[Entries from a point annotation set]

-- Begin --

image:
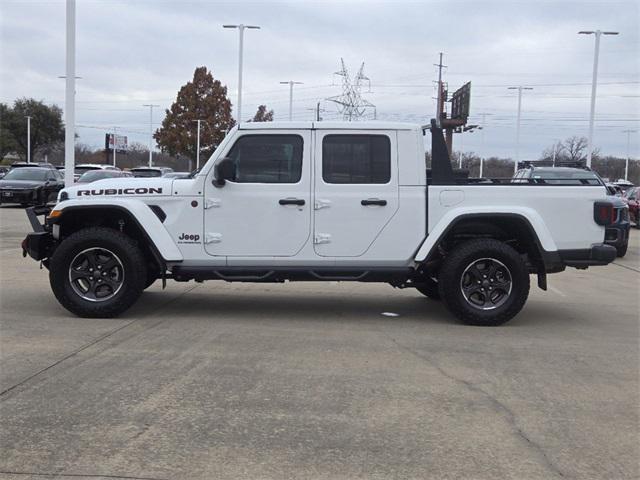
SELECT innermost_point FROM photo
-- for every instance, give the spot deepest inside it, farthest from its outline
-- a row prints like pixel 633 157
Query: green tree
pixel 47 127
pixel 204 99
pixel 263 115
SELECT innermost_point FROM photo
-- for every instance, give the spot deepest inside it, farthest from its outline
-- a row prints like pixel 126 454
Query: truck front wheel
pixel 97 272
pixel 484 282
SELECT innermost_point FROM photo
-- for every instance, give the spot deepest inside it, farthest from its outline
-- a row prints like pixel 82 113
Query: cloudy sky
pixel 141 51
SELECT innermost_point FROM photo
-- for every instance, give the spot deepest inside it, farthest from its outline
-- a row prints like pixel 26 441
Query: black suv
pixel 616 234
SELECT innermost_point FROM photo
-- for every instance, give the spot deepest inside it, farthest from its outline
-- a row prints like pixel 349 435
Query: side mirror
pixel 223 171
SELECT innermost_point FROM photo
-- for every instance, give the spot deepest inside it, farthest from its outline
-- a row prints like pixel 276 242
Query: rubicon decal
pixel 121 191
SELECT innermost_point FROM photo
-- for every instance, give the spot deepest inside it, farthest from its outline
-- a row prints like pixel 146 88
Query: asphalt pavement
pixel 314 381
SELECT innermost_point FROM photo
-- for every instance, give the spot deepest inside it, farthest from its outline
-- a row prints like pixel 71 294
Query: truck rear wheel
pixel 97 272
pixel 484 282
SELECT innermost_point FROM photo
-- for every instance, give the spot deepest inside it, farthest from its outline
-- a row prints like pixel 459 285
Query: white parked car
pixel 85 167
pixel 324 202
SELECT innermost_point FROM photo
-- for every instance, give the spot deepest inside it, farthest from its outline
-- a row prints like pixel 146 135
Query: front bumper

-- End --

- [Problem description]:
Duplicate the lines starting with the first one and going on through the line with "pixel 141 51", both ends included. Leave the pictures out of your copy.

- [Written response]:
image:
SELECT innermost_point FROM photo
-- for every instance, give the spot deepest inside it, farthest from its outline
-- a row prints like pixel 633 157
Query: green tree
pixel 47 127
pixel 204 99
pixel 263 115
SELECT innermost_point FROM photo
-- for every instance, give the spot deepest inside it, farthest from its outline
-- a row prints like pixel 126 454
Query: truck front wheel
pixel 97 272
pixel 484 282
SELECT innermost_point FROM photo
-- for every instance, give the spot deepest inside it, farthest from its outline
-- a row prints like pixel 82 113
Query: cloudy sky
pixel 141 51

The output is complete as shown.